_Action item_. Pick out the lines below that contain the string "double" and copy them all.

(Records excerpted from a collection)
☆ ☆ ☆ ☆
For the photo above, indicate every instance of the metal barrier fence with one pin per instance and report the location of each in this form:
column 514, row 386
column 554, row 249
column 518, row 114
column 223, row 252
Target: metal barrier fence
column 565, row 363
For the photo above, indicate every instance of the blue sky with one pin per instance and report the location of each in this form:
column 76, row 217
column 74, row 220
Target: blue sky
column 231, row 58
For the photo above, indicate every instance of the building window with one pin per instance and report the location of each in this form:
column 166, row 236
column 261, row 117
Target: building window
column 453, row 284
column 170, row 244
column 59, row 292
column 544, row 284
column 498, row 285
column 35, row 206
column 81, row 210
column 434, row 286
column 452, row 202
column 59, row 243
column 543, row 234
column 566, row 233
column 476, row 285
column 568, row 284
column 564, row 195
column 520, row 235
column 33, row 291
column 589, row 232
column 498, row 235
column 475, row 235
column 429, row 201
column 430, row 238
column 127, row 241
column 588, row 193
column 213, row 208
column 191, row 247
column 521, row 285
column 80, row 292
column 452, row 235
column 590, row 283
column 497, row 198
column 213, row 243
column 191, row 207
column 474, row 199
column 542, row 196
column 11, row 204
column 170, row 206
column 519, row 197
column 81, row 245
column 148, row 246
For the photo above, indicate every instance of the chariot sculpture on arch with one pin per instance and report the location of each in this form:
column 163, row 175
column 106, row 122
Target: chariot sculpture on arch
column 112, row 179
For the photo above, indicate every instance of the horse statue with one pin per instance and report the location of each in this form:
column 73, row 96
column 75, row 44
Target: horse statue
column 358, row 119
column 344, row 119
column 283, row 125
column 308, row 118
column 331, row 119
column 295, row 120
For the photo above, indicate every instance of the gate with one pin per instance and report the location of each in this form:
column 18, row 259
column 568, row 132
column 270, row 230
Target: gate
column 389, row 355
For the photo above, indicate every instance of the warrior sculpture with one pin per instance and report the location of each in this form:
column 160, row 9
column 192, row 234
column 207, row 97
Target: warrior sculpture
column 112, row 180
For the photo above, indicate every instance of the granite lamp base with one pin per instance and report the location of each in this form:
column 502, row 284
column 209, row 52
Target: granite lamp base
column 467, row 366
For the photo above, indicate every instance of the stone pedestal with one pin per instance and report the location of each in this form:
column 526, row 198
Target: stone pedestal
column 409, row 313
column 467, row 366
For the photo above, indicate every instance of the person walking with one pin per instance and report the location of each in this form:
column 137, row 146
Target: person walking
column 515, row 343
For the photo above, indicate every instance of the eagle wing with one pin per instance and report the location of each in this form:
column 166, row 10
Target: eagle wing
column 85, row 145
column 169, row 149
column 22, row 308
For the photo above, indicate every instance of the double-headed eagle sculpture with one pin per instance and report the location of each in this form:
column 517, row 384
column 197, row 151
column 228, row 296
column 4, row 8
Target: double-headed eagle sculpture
☆ ☆ ☆ ☆
_Result of this task_.
For the photo above, indicate every instance of the double-headed eagle sculpture with one pin per instance and report the location of each in this form:
Target: double-headed eagle sculpture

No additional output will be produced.